(Point localization data)
◇ ◇ ◇ ◇ ◇ ◇ ◇

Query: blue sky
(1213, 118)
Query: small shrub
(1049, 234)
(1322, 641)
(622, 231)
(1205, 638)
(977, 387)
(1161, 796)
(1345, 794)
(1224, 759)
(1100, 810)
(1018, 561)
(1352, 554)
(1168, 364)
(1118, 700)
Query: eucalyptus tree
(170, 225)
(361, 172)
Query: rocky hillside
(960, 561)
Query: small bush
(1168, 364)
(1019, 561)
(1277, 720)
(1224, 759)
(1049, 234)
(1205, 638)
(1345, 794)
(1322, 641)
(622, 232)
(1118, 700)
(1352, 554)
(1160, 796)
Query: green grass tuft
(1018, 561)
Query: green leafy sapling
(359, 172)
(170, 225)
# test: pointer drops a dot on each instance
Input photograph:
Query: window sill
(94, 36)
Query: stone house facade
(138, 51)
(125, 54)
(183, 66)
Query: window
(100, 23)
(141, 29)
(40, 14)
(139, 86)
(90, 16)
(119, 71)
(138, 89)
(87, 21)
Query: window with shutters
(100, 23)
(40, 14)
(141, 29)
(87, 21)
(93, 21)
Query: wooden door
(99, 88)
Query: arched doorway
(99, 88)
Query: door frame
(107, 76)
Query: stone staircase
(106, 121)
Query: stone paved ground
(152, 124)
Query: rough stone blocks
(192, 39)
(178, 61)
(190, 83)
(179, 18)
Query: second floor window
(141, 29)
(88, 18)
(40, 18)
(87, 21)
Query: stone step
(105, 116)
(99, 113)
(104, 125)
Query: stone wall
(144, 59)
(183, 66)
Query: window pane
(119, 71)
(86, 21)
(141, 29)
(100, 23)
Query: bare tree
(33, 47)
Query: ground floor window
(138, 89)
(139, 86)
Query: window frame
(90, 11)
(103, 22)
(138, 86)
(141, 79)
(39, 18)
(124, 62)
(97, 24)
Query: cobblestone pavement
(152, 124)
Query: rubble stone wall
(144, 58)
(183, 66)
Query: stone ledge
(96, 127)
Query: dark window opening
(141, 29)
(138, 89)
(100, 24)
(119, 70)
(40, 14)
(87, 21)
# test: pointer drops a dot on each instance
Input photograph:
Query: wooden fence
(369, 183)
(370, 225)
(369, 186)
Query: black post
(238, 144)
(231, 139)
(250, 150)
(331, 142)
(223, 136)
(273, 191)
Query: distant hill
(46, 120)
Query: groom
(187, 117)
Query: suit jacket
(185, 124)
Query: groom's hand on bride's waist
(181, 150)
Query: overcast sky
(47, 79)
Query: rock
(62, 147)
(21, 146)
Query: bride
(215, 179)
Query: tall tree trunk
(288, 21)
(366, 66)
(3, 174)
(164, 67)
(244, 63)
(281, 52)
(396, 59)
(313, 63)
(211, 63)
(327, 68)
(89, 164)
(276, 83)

◇ ◇ ◇ ◇ ◇ ◇ ◇

- WHAT YOU SHOULD DO: Write out, exactly as they appear, the lines from the one containing "Query: window pane" through the last line of the records above, both included, and nothing more.

- TASK OUTPUT:
Query: window pane
(119, 71)
(86, 21)
(141, 29)
(100, 23)
Query: bare tree
(33, 47)
Query: ground floor window
(138, 89)
(139, 86)
Query: window frame
(90, 11)
(103, 22)
(138, 86)
(141, 79)
(39, 18)
(124, 62)
(97, 24)
Query: cobblestone pavement
(152, 124)
Query: rubble stone wall
(144, 58)
(183, 66)
Query: stone ledge
(96, 127)
Query: dark window opening
(141, 29)
(138, 89)
(100, 24)
(119, 70)
(40, 14)
(87, 21)
# test: pointer drops a dot on each instance
Input photograph:
Query: wooden fence
(369, 183)
(370, 225)
(369, 186)
Query: black post
(238, 144)
(231, 139)
(250, 150)
(331, 142)
(223, 136)
(273, 191)
Query: distant hill
(46, 120)
Query: groom
(187, 117)
Query: suit jacket
(185, 124)
Query: groom's hand on bride's waist
(181, 150)
Query: overcast sky
(47, 79)
Query: rock
(62, 147)
(21, 146)
Query: bride
(215, 179)
Query: tall tree trunk
(288, 21)
(366, 66)
(3, 174)
(164, 67)
(244, 63)
(281, 52)
(396, 59)
(313, 63)
(211, 63)
(327, 68)
(89, 164)
(276, 83)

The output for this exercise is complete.